Work instructions: Can you format every line of the material below as a numbered list, leaving out any blank lines?

(Saved entries)
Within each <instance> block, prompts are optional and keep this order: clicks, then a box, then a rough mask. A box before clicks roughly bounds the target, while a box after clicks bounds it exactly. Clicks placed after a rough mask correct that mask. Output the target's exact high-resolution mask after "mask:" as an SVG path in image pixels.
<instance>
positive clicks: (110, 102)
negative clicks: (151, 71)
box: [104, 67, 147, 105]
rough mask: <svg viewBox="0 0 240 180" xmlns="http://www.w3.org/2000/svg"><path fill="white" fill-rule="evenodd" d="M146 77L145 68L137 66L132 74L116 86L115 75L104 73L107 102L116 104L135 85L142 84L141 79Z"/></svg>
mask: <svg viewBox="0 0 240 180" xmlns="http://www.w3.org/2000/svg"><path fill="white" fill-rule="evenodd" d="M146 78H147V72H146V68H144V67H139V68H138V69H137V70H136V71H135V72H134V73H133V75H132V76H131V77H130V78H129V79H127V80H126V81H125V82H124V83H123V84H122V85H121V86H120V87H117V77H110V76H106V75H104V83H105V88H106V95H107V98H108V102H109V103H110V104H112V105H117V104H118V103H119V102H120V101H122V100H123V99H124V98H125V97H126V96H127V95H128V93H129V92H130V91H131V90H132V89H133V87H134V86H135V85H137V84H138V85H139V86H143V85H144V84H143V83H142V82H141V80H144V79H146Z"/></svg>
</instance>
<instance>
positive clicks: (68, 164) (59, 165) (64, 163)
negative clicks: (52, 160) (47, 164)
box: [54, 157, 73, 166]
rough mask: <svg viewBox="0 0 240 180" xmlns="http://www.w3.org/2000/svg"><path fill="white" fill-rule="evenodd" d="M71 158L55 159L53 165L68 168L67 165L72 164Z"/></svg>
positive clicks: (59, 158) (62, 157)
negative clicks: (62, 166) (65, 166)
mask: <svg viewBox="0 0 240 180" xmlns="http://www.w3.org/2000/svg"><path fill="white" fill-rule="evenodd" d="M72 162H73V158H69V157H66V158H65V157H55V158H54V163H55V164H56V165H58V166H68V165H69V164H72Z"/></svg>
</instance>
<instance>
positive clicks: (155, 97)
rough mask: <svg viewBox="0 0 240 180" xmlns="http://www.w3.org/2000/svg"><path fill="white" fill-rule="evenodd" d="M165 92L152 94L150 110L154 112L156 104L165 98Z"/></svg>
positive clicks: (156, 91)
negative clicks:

Result of the exercise:
1. Within each <instance> block, prompts are optional and keep this order: clicks, then a box, then a rough mask. A box before clicks roughly bounds the target, while a box after clicks bounds it exactly. Clicks placed after a rough mask correct that mask. Output the target's exact high-resolution mask after "mask:" as an SVG path in image pixels.
2. <instance>
3. positive clicks: (110, 102)
4. negative clicks: (151, 71)
5. box: [104, 67, 147, 105]
6. rough mask: <svg viewBox="0 0 240 180" xmlns="http://www.w3.org/2000/svg"><path fill="white" fill-rule="evenodd" d="M146 77L145 68L137 66L132 74L116 86L115 75L104 73L107 102L116 104L135 85L142 84L141 79Z"/></svg>
7. mask: <svg viewBox="0 0 240 180" xmlns="http://www.w3.org/2000/svg"><path fill="white" fill-rule="evenodd" d="M146 78H147V72H146V68H144V67H139V68H138V69H137V70H136V71H135V72H134V73H133V75H132V76H131V77H130V78H129V79H127V80H126V81H125V82H124V83H123V84H122V85H121V86H120V87H117V77H110V76H106V75H104V83H105V88H106V95H107V98H108V102H109V103H110V104H112V105H117V104H118V103H119V102H120V101H122V100H123V99H124V98H125V97H126V96H127V95H128V93H129V92H130V91H131V90H132V89H133V87H134V86H135V85H137V84H138V85H139V86H143V85H144V84H143V83H142V82H141V80H144V79H146Z"/></svg>
8. </instance>
9. <instance>
10. positive clicks: (68, 164) (59, 165) (64, 163)
11. negative clicks: (52, 160) (47, 164)
12. box: [54, 157, 73, 166]
13. rough mask: <svg viewBox="0 0 240 180" xmlns="http://www.w3.org/2000/svg"><path fill="white" fill-rule="evenodd" d="M71 158L55 159L53 165L68 168L67 165L72 164Z"/></svg>
14. positive clicks: (59, 158) (62, 157)
15. negative clicks: (62, 166) (65, 166)
16. mask: <svg viewBox="0 0 240 180" xmlns="http://www.w3.org/2000/svg"><path fill="white" fill-rule="evenodd" d="M72 162H73V158H69V157H66V158H65V157H55V158H54V163H55V164H56V165H58V166H68V165H69V164H72Z"/></svg>
17. </instance>
18. <instance>
19. positive clicks: (155, 97)
20. rough mask: <svg viewBox="0 0 240 180" xmlns="http://www.w3.org/2000/svg"><path fill="white" fill-rule="evenodd" d="M165 92L152 94L150 110L154 112L156 104L165 98Z"/></svg>
21. positive clicks: (156, 91)
22. negative clicks:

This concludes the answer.